Aim of the exercise
Below is a set of records; print all of them exactly as written.
━━━
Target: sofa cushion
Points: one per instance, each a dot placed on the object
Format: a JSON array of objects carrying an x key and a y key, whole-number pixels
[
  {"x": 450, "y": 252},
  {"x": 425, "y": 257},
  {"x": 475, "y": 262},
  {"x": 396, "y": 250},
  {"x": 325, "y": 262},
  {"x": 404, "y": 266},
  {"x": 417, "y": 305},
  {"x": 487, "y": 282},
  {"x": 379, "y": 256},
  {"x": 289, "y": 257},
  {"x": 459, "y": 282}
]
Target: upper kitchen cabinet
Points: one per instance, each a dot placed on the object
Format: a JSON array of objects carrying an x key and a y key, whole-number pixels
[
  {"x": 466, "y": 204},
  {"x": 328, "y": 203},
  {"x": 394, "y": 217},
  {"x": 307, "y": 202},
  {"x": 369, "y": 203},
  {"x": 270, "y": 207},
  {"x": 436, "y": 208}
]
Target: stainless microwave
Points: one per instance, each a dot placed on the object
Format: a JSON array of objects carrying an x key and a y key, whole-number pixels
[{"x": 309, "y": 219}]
━━━
Task answer
Target: sofa cushion
Points: one per instance, each a dot placed on the object
Format: a JSON array of objects carrying an x key and a y key, whole-number pixels
[
  {"x": 450, "y": 252},
  {"x": 425, "y": 257},
  {"x": 475, "y": 262},
  {"x": 396, "y": 250},
  {"x": 325, "y": 262},
  {"x": 404, "y": 266},
  {"x": 417, "y": 305},
  {"x": 487, "y": 282},
  {"x": 379, "y": 256},
  {"x": 289, "y": 257},
  {"x": 459, "y": 282}
]
Target: upper kitchen cabinet
Points: one per instance, each a dot placed on the object
Format: a JSON array of objects carrying an x key and a y key, whole-number pixels
[
  {"x": 466, "y": 204},
  {"x": 328, "y": 203},
  {"x": 394, "y": 217},
  {"x": 307, "y": 202},
  {"x": 369, "y": 203},
  {"x": 270, "y": 207},
  {"x": 436, "y": 208}
]
Target: stainless microwave
Points: one per instance, each a dot placed on the object
Format: a JSON array of objects carrying an x key and a y key, whole-number pixels
[{"x": 309, "y": 219}]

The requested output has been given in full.